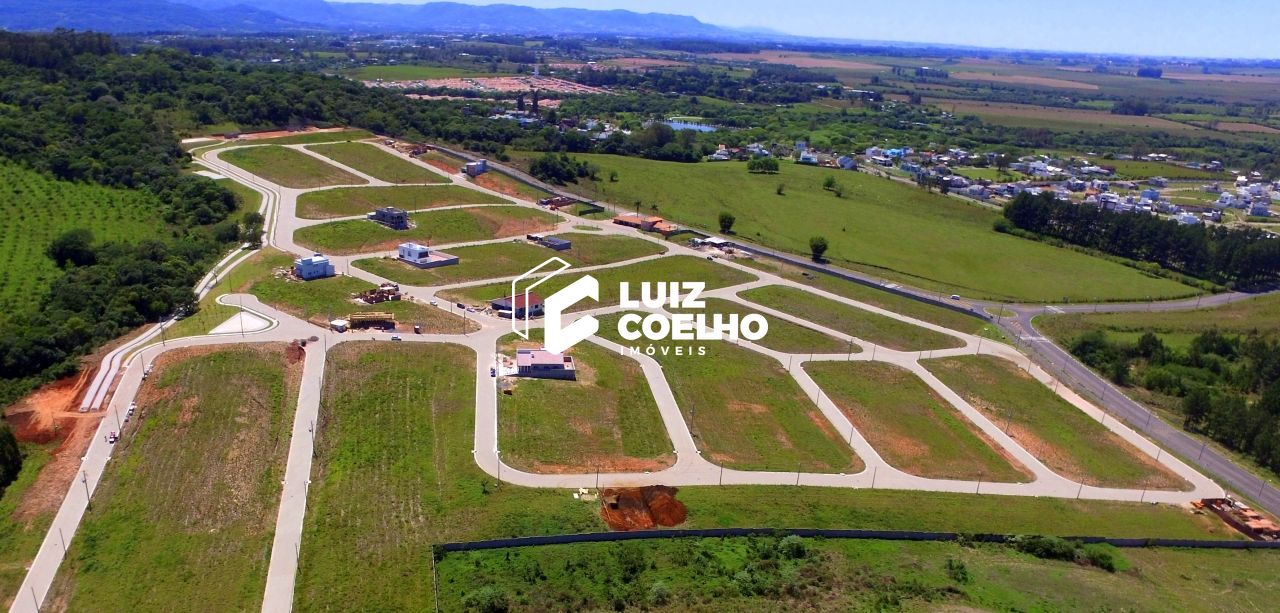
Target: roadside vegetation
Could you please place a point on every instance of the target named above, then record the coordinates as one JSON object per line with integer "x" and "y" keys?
{"x": 858, "y": 323}
{"x": 376, "y": 163}
{"x": 289, "y": 168}
{"x": 187, "y": 508}
{"x": 347, "y": 201}
{"x": 910, "y": 425}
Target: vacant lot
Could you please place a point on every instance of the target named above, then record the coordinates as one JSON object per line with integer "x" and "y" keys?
{"x": 497, "y": 260}
{"x": 606, "y": 420}
{"x": 452, "y": 225}
{"x": 776, "y": 573}
{"x": 37, "y": 209}
{"x": 394, "y": 475}
{"x": 186, "y": 511}
{"x": 289, "y": 168}
{"x": 912, "y": 428}
{"x": 347, "y": 201}
{"x": 784, "y": 335}
{"x": 663, "y": 269}
{"x": 1069, "y": 442}
{"x": 323, "y": 300}
{"x": 745, "y": 411}
{"x": 376, "y": 163}
{"x": 880, "y": 227}
{"x": 858, "y": 323}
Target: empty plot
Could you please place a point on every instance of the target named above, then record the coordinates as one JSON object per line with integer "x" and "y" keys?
{"x": 376, "y": 163}
{"x": 394, "y": 474}
{"x": 452, "y": 225}
{"x": 1069, "y": 442}
{"x": 289, "y": 168}
{"x": 782, "y": 335}
{"x": 874, "y": 328}
{"x": 909, "y": 425}
{"x": 498, "y": 260}
{"x": 186, "y": 509}
{"x": 658, "y": 270}
{"x": 606, "y": 420}
{"x": 745, "y": 411}
{"x": 347, "y": 201}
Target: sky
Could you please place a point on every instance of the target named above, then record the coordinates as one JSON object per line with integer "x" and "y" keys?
{"x": 1215, "y": 28}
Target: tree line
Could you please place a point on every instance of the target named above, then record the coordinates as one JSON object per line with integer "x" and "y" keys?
{"x": 1228, "y": 385}
{"x": 1216, "y": 254}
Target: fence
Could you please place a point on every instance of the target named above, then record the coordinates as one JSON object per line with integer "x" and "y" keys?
{"x": 563, "y": 539}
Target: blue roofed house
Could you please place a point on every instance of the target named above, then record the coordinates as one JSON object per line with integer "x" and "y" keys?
{"x": 316, "y": 266}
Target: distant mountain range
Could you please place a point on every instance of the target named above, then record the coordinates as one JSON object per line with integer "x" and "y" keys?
{"x": 291, "y": 15}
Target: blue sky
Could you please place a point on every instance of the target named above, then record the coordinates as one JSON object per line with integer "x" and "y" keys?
{"x": 1220, "y": 28}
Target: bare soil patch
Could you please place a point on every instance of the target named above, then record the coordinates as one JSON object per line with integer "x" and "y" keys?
{"x": 641, "y": 508}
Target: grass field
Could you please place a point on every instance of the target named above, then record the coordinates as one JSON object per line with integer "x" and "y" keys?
{"x": 874, "y": 328}
{"x": 606, "y": 420}
{"x": 412, "y": 72}
{"x": 1069, "y": 442}
{"x": 663, "y": 269}
{"x": 376, "y": 163}
{"x": 21, "y": 536}
{"x": 289, "y": 168}
{"x": 37, "y": 209}
{"x": 186, "y": 511}
{"x": 497, "y": 260}
{"x": 771, "y": 573}
{"x": 347, "y": 201}
{"x": 394, "y": 474}
{"x": 922, "y": 311}
{"x": 782, "y": 335}
{"x": 881, "y": 227}
{"x": 452, "y": 225}
{"x": 323, "y": 300}
{"x": 745, "y": 411}
{"x": 909, "y": 425}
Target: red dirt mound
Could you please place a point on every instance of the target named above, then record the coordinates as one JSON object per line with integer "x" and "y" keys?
{"x": 641, "y": 508}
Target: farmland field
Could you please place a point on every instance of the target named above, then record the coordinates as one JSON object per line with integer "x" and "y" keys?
{"x": 37, "y": 209}
{"x": 376, "y": 163}
{"x": 858, "y": 323}
{"x": 289, "y": 168}
{"x": 323, "y": 300}
{"x": 909, "y": 425}
{"x": 186, "y": 511}
{"x": 452, "y": 225}
{"x": 780, "y": 573}
{"x": 606, "y": 420}
{"x": 782, "y": 335}
{"x": 497, "y": 260}
{"x": 347, "y": 201}
{"x": 1069, "y": 442}
{"x": 663, "y": 269}
{"x": 881, "y": 227}
{"x": 394, "y": 474}
{"x": 746, "y": 412}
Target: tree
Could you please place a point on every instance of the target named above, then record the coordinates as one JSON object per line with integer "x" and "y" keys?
{"x": 726, "y": 220}
{"x": 818, "y": 246}
{"x": 10, "y": 456}
{"x": 74, "y": 246}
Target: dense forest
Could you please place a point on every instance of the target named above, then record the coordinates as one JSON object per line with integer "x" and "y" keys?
{"x": 1216, "y": 254}
{"x": 1228, "y": 385}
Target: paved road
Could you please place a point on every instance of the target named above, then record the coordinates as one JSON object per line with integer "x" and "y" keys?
{"x": 690, "y": 467}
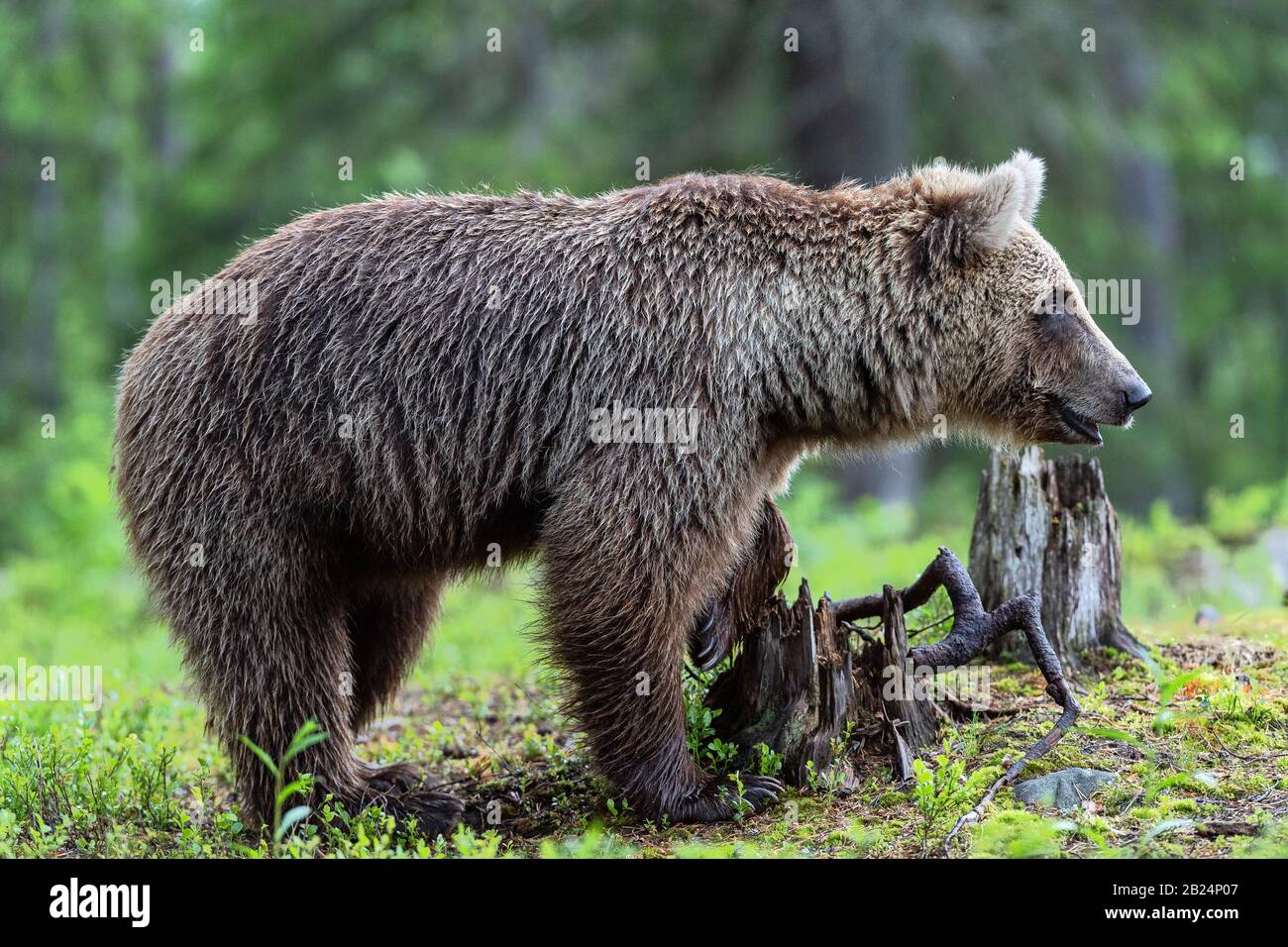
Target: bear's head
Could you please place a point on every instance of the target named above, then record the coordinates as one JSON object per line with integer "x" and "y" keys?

------------------------------------------------------------------------

● **Directions**
Retype all the records shown above, character for character. Omit every picture.

● **Finished task**
Target: roadside vegetation
Could you please place a point on every instance of the target named above, then record the coordinates as one JSON object per line with integer "x" and "y" keys?
{"x": 858, "y": 323}
{"x": 376, "y": 163}
{"x": 289, "y": 168}
{"x": 187, "y": 508}
{"x": 347, "y": 201}
{"x": 910, "y": 425}
Target: vacant lot
Could you please place a point on every instance of the target named above, then record the coordinates as one JSON object per line with integer "x" and "y" keys?
{"x": 497, "y": 260}
{"x": 606, "y": 420}
{"x": 452, "y": 225}
{"x": 776, "y": 573}
{"x": 37, "y": 209}
{"x": 394, "y": 475}
{"x": 186, "y": 511}
{"x": 289, "y": 168}
{"x": 912, "y": 428}
{"x": 347, "y": 201}
{"x": 784, "y": 335}
{"x": 663, "y": 269}
{"x": 1069, "y": 442}
{"x": 323, "y": 300}
{"x": 745, "y": 411}
{"x": 376, "y": 163}
{"x": 880, "y": 227}
{"x": 858, "y": 323}
Target: empty plot
Could you please place a point on every instance of the target named above, then record the coordinates as one JSON object per line with integer "x" and "y" keys?
{"x": 376, "y": 163}
{"x": 394, "y": 474}
{"x": 452, "y": 225}
{"x": 1069, "y": 442}
{"x": 289, "y": 168}
{"x": 782, "y": 335}
{"x": 874, "y": 328}
{"x": 909, "y": 425}
{"x": 498, "y": 260}
{"x": 186, "y": 509}
{"x": 658, "y": 270}
{"x": 606, "y": 420}
{"x": 745, "y": 411}
{"x": 347, "y": 201}
Target: sky
Could you please place a point on every instance of the target named above, then record the coordinates as one JSON object per line with integer "x" and "y" keys?
{"x": 1215, "y": 28}
Target: tree line
Could you please place a point on every instance of the target named above, then record the coordinates as one JSON object per line with integer "x" and "y" keys?
{"x": 1228, "y": 385}
{"x": 1216, "y": 254}
Target: fence
Could you please place a point on every instance of the target named above, then record the coordinates as one JSON object per line with integer "x" and "y" keys?
{"x": 563, "y": 539}
Target: blue roofed house
Could you please place a point on every instance of the target named above, then record the coordinates as one JSON object per line with integer "x" and "y" keys?
{"x": 316, "y": 266}
Target: distant mountain range
Could you please place a point on every instance of the target named above, then record the coordinates as one JSON object per line with integer "x" and "y" keys?
{"x": 291, "y": 15}
Target: blue sky
Could you please place a point on every instance of the target named above, then record the coordinates as one JSON object per line with integer "x" and "y" keys?
{"x": 1220, "y": 28}
Target: bare soil patch
Could you please place a point on every instance of the target named above, then record the coordinates as one JSON object per line with integer "x" and "y" keys?
{"x": 641, "y": 508}
Target: grass field
Could you please place a point on every instance of the target named above, then record the coordinates as one JSON object per line with integer "x" and "y" keys?
{"x": 874, "y": 328}
{"x": 606, "y": 420}
{"x": 412, "y": 72}
{"x": 1069, "y": 442}
{"x": 663, "y": 269}
{"x": 376, "y": 163}
{"x": 21, "y": 536}
{"x": 289, "y": 168}
{"x": 37, "y": 209}
{"x": 186, "y": 511}
{"x": 497, "y": 260}
{"x": 771, "y": 573}
{"x": 347, "y": 201}
{"x": 394, "y": 474}
{"x": 922, "y": 311}
{"x": 782, "y": 335}
{"x": 881, "y": 227}
{"x": 452, "y": 225}
{"x": 323, "y": 300}
{"x": 745, "y": 411}
{"x": 909, "y": 425}
Target: red dirt mound
Could you please place a point on every instance of the target named above, then record the coordinates as one JSON object per line with integer "x" and "y" keys?
{"x": 641, "y": 508}
Target: farmland field
Could you please place a point on every instance of the target named above, then record the coordinates as one JSON object per line with integer "x" and "y" keys?
{"x": 37, "y": 209}
{"x": 376, "y": 163}
{"x": 858, "y": 323}
{"x": 289, "y": 168}
{"x": 323, "y": 300}
{"x": 909, "y": 425}
{"x": 186, "y": 511}
{"x": 452, "y": 225}
{"x": 780, "y": 573}
{"x": 606, "y": 420}
{"x": 782, "y": 335}
{"x": 497, "y": 260}
{"x": 347, "y": 201}
{"x": 1069, "y": 442}
{"x": 663, "y": 269}
{"x": 881, "y": 227}
{"x": 394, "y": 474}
{"x": 746, "y": 412}
Target: tree
Could you please place a point on every instance of the target named above, then record the coordinates as one JSON object per line with integer "x" and "y" keys?
{"x": 726, "y": 220}
{"x": 818, "y": 246}
{"x": 10, "y": 456}
{"x": 74, "y": 246}
Target: dense forest
Could you please place a point on every instance of the target named above, then record the coordinates as one JSON object per line with integer "x" and "y" keys?
{"x": 1216, "y": 254}
{"x": 1228, "y": 385}
Target: paved road
Could you please place a point on every instance of the target named above, then record the coordinates as one JSON object per line with integer "x" and "y" keys?
{"x": 690, "y": 467}
Target: bear's head
Could you please place a point on every instance of the target named above, then record the coordinates as one JSON object per line with integer "x" and "y" keys?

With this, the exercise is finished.